§ Work task A: Reproduce word for word the stretch of the passage on the vegan diet from "As it stands, about" through "the rise, too.".
§ Work task B: According to the passage on the vegan diet, what percentage of young adults aged 18-34 are vegetarian or vegan?

§ Passage to read:

The vegan diet has continually grown in prominence: from a niche concern, to a countercultural movement, then to a full-blown phenomenon. The proliferation of meat-free food options in every major city shows how much the idea has caught on. With this trend on the rise, some commenters have predicted that a majority of the country will be vegan by 2050. Is this an optimistic dream, or a practical assessment of things yet to come?


As it stands, about 3.3% of Americans describe themselves as vegan or vegetarian, according to a Harris poll. While this is a pretty small proportion, it’s more than doubled since 2009 and looks to be on the rise. Additionally, the same poll revealed that 5.3% of young adults aged 18-34 are vegetarian or vegan, so the overall numbers are sure to grow as this generation ages. Both restaurants and supermarkets have shown a greater interest in vegan products, showing consumer demand is on the rise, too.


Even people who aren’t sworn vegans are gradually moving in that direction. They may not all be completely meat-free, but conservative estimates place the number of people who say they ate less meat over the last 12 months at 26% of Americans, with some estimates as high as 41%. Even if there aren’t massive numbers of people going vegan at the moment, Americans as a whole are certainly eating less meat.

Image-backed grounding rows:
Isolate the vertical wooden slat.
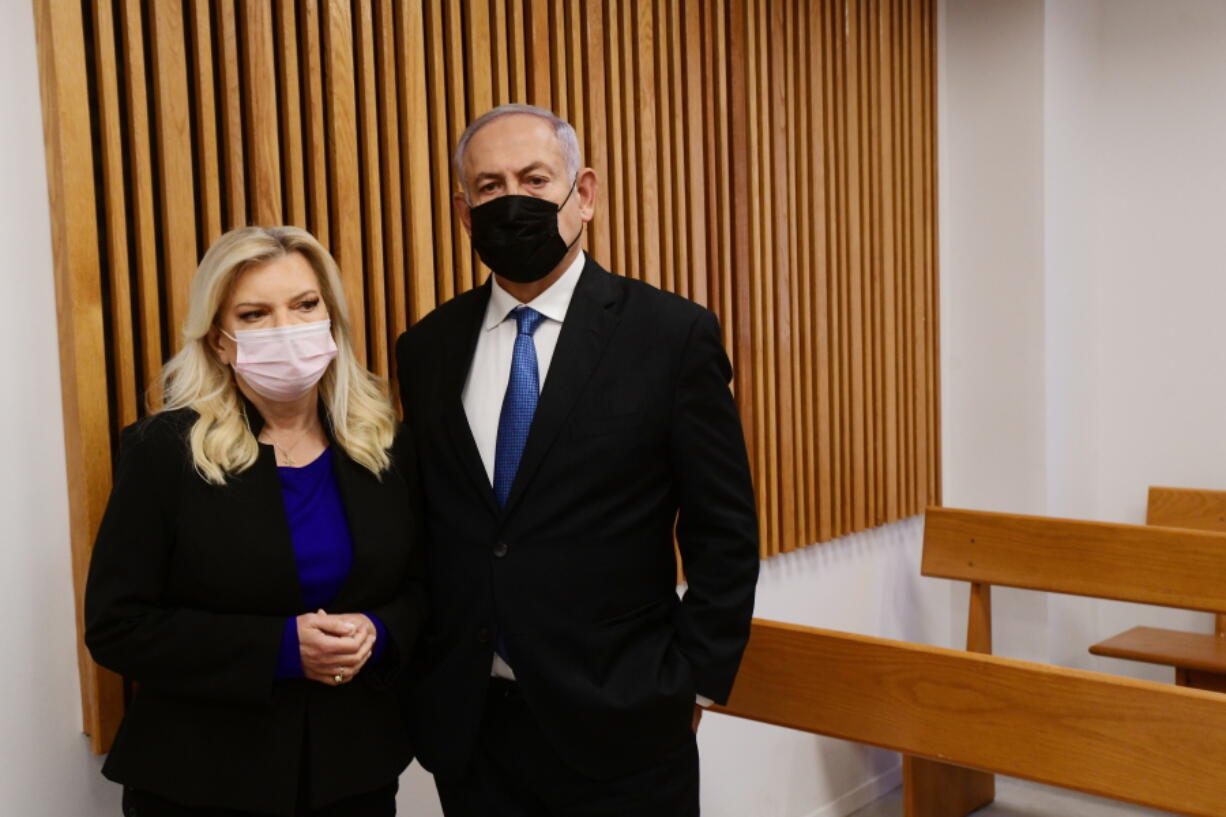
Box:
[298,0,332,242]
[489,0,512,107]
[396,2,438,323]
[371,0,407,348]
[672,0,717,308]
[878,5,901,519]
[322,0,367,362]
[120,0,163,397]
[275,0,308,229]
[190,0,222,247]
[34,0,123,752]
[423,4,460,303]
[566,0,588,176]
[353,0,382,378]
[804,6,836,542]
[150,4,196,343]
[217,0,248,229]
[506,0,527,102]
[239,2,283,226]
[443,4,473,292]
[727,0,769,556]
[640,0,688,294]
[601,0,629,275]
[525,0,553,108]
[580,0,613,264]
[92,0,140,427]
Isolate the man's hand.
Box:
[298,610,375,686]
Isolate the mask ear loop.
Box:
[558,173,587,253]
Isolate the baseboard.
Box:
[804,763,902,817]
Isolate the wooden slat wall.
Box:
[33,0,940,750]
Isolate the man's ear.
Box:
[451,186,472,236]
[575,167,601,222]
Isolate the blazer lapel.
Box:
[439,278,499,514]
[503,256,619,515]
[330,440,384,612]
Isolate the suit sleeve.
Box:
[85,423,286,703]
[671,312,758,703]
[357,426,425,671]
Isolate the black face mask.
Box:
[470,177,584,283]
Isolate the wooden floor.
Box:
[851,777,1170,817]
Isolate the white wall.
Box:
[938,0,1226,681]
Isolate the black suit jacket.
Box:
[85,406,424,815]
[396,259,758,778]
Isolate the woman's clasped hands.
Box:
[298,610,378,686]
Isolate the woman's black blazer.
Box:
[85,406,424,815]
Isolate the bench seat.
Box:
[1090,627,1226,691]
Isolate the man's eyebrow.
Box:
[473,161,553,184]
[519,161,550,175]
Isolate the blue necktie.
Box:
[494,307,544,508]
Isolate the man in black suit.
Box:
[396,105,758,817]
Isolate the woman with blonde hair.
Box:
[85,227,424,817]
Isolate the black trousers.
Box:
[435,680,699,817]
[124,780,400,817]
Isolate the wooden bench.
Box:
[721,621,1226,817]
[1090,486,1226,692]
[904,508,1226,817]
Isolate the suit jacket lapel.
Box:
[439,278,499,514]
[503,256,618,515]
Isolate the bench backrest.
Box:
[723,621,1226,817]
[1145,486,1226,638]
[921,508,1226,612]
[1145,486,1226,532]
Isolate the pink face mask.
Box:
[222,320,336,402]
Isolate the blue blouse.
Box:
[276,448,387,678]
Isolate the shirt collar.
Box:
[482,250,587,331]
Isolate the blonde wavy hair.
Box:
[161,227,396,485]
--
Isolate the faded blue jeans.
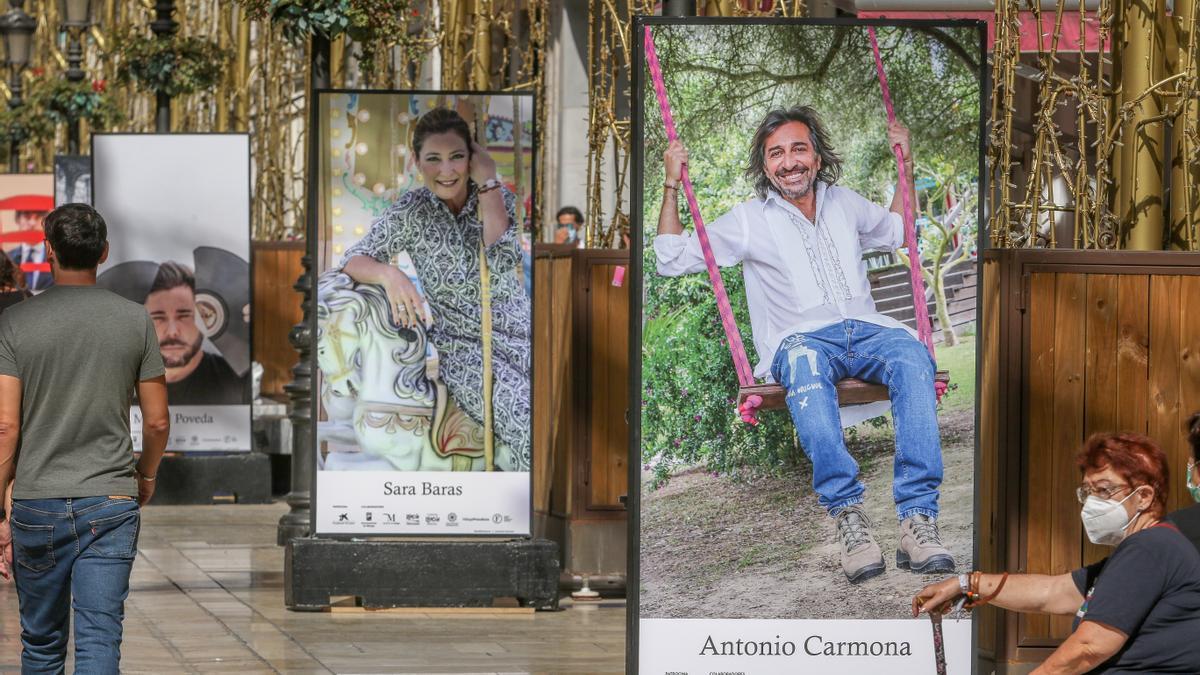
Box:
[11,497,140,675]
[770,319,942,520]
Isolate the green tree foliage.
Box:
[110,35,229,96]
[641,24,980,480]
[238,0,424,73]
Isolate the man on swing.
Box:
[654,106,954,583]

§ Output A:
As it stands, about 3.3% of Americans describe themselves as vegan or vegetarian, according to a Harris poll. While this is a pretty small proportion, it’s more than doubled since 2009 and looks to be on the rise. Additionally, the same poll revealed that 5.3% of young adults aged 18-34 are vegetarian or vegan, so the overall numbers are sure to grow as this generation ages. Both restaurants and supermarkets have shown a greater interest in vegan products, showing consumer demand is on the rise, too.

§ Output B: 5.3%